Your tasks -
[A] Answer these questions from the text on stimuli-responsive materials:
(i) Which changes are listed as examples of stimuli that can trigger built-in responsiveness?
(ii) What were the nanofibers synthesized from?
(iii) According to the model and simulations, what does the supramolecular structure act as during light-activated actuation?
[B] Continue the text on stimuli-responsive materials from its last sentence.

Stimuli-responsive materials

A new way of engineering materials is to introduce components into materials that encode properties that are enabled in response to external factors or changing environmental conditions. This idea goes beyond the conventional thinking that materials have static properties that are realized once the material is manufactured. In contrast, “smart” materials design is aimed at finding ways to incorporate a built-in responsiveness that can be triggered with a broad range of stimulus, such as changes in pressure, temperature, light, pH, etc.

Nanofibers synthesized from self-assembling peptide amphiphiles (PAs) were combined with light-responsive spiropyran hydrogels to develop a supramolecular-covalent hybrid material that can transform its shape, rotate and crawl in response to changes in light conditions. Our model and simulations showed that the supramolecular structure act as a channel to drain water out of the hydrogel during light-activated actuation. Such draining in conjunction with the noncovalent distortions suggested by the simulations could enhance the speed and/or reversibility of photo-actuation.

Data provided -
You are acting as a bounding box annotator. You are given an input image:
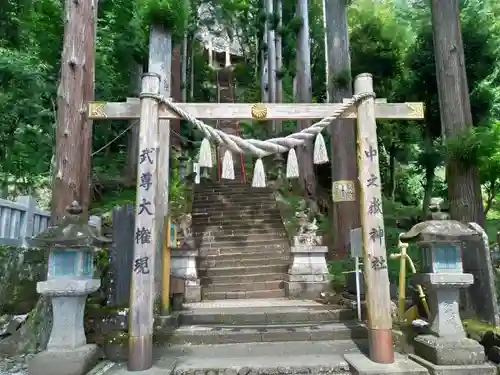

Answers -
[A]
(i) Changes in pressure, temperature, light and pH.
(ii) Self-assembling peptide amphiphiles (PAs).
(iii) A channel to drain water out of the hydrogel.

[B]
Furthermore, we also developed DNA-mediated colloidal superlattices that respond to ionic strength as an external stimulus to create highly tunable superlattice properties. The strength of interaction between ions and DNA is varied by addition of different salts to create reversible contractions of the “DNA bond” that links gold nanoparticles in the superlattice, allowing for dynamical control over the optical, magnetic and mechanical properties for these colloidal crystals. Our simulations gave us insight on the mechaniscm of reversible actuation and how different multivalent cations can interact with DNA.

In a different project, we designed ultra-small polymer-grafted nanobins (usPGNs) for drug delivery applications that respond to change in pH with the use of the poly(acrylic acid) polymers grafted onto the liposome membrane. The grafted polymer design not only allows for the pH response but also enhances the stability of the vesicles with small hydrodynamic diameters (D < 50 nm), which is preferable for drug delivery to cells. An increase in pH as a result of crossing cell membranes triggers the polymer to collapse onto the vesicle and release its cargo through the holes that form in the membrane.